Stored data entries:
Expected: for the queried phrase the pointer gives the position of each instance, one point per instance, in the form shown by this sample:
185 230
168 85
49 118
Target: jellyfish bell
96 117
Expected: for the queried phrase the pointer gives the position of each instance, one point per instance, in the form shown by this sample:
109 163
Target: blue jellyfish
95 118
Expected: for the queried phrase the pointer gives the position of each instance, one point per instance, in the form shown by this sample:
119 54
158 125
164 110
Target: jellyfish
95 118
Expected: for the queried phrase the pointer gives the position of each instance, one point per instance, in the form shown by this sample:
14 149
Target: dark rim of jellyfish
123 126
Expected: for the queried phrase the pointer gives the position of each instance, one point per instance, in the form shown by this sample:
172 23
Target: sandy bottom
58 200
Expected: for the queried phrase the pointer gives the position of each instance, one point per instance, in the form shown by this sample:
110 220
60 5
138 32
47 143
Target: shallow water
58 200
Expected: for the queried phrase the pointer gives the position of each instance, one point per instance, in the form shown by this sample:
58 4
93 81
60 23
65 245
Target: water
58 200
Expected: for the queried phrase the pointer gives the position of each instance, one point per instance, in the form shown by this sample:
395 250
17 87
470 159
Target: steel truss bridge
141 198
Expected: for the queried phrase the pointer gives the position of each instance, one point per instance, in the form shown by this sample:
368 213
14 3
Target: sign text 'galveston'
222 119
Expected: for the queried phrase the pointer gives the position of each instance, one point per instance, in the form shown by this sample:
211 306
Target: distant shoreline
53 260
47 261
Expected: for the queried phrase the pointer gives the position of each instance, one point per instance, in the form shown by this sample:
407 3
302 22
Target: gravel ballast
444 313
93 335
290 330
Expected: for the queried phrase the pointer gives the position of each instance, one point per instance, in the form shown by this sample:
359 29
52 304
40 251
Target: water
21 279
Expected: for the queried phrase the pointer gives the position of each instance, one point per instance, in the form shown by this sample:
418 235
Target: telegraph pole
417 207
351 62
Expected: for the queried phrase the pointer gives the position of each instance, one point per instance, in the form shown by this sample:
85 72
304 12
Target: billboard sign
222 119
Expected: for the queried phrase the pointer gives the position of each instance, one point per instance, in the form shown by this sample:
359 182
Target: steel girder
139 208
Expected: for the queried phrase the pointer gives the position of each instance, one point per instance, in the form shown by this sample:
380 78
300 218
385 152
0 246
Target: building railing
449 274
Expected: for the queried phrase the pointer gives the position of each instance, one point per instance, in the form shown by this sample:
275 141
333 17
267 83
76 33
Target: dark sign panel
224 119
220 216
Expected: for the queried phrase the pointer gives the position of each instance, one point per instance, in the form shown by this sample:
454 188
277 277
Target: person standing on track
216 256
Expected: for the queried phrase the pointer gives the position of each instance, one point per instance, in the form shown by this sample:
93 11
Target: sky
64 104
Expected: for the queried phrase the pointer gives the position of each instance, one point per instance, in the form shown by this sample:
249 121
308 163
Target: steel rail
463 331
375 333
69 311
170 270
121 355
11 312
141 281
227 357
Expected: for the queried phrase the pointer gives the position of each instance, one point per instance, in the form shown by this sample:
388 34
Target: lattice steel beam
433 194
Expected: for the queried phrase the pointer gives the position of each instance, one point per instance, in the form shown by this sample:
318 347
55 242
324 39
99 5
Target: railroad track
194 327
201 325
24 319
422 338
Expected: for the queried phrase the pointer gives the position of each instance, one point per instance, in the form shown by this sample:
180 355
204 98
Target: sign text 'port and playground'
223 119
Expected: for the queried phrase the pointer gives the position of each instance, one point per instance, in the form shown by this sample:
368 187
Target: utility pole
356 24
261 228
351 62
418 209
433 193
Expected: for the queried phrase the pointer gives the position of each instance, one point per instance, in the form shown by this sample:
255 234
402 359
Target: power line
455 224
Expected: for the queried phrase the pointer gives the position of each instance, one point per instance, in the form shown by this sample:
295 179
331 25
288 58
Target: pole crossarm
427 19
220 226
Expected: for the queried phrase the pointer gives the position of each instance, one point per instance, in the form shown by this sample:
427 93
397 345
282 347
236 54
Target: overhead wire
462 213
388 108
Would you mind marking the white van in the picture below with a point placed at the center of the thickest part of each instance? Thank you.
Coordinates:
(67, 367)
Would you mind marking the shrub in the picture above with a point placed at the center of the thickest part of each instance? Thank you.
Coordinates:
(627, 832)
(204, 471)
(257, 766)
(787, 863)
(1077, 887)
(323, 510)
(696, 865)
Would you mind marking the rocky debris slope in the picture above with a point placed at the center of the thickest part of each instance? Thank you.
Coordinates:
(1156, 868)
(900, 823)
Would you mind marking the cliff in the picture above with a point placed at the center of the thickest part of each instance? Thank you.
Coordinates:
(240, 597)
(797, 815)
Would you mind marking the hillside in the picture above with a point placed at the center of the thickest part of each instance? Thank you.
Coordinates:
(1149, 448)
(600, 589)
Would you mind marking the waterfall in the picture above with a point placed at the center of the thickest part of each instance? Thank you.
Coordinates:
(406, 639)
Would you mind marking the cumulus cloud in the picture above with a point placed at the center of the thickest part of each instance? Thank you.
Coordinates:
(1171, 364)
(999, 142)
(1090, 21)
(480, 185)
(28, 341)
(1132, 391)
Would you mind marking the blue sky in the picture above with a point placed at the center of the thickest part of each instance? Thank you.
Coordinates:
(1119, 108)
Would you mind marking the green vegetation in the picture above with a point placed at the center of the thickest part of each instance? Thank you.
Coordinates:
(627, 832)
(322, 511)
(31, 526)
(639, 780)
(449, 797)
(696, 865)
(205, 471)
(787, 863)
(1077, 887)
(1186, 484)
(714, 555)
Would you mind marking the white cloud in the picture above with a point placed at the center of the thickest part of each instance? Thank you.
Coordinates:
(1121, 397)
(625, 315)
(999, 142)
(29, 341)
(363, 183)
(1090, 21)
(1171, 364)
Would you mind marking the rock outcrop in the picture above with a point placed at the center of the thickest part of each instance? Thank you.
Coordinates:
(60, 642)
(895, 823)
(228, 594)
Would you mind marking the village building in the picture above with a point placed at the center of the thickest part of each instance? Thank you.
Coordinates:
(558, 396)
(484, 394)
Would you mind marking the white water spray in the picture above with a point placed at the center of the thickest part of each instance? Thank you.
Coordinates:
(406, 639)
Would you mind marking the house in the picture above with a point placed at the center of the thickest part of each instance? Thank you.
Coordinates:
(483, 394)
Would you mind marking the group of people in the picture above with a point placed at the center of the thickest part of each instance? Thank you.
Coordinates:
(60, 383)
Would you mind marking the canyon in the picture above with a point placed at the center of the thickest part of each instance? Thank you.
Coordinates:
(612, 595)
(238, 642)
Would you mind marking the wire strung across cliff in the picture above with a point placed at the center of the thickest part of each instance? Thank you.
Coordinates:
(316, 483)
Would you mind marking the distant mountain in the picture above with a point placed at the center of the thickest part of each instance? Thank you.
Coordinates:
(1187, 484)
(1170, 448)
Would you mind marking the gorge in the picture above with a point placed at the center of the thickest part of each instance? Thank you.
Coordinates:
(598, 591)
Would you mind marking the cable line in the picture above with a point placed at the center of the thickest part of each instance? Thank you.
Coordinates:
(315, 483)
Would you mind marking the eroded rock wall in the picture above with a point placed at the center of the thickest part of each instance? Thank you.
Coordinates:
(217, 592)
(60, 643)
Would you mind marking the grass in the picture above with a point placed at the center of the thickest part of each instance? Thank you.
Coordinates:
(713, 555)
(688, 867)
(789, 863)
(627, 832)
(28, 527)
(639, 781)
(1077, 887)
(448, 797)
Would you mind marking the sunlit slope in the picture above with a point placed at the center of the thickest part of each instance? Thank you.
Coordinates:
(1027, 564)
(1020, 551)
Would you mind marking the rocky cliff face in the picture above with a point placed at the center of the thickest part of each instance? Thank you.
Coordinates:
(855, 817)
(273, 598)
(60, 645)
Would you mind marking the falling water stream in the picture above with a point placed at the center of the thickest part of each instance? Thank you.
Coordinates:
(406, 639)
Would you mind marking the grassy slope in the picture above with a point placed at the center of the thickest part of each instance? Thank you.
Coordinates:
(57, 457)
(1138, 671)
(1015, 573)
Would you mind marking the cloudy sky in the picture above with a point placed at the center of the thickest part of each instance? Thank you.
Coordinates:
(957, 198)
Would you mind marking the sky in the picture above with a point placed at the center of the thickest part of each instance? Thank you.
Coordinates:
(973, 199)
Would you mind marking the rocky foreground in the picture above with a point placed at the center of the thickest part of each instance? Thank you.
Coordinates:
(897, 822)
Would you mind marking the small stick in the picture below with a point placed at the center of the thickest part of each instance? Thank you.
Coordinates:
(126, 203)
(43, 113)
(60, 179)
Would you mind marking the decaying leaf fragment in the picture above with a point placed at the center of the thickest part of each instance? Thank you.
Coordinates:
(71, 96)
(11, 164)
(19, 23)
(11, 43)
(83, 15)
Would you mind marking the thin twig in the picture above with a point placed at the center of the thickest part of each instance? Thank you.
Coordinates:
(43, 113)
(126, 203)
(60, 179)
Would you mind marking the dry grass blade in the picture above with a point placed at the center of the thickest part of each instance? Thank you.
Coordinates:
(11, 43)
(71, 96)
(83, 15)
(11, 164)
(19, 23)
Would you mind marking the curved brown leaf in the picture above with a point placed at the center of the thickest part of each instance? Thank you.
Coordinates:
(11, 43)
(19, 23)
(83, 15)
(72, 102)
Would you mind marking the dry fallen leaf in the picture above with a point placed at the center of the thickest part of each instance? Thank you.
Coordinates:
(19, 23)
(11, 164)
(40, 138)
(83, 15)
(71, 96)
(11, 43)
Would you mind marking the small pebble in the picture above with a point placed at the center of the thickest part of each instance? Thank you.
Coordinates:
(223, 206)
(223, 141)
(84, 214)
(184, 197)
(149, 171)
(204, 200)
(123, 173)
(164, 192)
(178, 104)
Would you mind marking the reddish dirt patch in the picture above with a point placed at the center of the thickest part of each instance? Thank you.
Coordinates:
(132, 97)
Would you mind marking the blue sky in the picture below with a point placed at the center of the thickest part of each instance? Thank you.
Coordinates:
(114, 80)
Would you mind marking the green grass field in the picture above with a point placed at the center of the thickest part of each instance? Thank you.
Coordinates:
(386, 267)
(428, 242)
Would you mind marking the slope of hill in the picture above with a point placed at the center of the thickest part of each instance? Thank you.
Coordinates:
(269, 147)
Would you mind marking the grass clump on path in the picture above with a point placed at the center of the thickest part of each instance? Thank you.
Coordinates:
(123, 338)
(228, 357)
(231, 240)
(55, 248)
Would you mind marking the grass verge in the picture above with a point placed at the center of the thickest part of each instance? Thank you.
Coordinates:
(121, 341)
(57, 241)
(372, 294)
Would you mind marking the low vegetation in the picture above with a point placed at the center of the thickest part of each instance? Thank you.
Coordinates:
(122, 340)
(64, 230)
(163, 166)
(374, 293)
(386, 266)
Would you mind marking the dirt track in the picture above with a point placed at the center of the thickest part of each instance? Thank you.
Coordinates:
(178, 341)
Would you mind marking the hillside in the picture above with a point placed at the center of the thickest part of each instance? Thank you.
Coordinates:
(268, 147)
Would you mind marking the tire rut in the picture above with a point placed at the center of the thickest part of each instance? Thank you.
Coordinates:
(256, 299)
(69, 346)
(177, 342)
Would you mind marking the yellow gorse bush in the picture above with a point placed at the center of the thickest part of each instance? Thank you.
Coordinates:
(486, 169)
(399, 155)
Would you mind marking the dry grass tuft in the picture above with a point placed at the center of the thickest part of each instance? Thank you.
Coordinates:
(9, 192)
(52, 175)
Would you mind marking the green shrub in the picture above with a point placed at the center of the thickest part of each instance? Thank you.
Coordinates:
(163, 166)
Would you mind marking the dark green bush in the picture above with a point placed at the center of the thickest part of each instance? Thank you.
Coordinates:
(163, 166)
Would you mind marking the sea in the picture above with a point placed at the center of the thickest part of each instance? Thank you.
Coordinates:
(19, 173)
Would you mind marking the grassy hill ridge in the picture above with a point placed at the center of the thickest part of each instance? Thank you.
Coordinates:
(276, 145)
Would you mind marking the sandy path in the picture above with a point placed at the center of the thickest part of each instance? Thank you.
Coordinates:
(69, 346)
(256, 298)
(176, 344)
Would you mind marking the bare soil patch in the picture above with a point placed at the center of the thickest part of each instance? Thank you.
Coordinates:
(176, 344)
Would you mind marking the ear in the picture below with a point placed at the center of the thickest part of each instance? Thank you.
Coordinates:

## What to work on
Each line above that contains the word "dirt" should be copied.

## Answer to this task
Would you mind marking the reddish dirt patch in the picture above with a point placed at the center of the thickest part of each instance? Thank you.
Would you mind marking the dirt track in the picture above with a point placed at the center of the thickest part of each instance? Thank you.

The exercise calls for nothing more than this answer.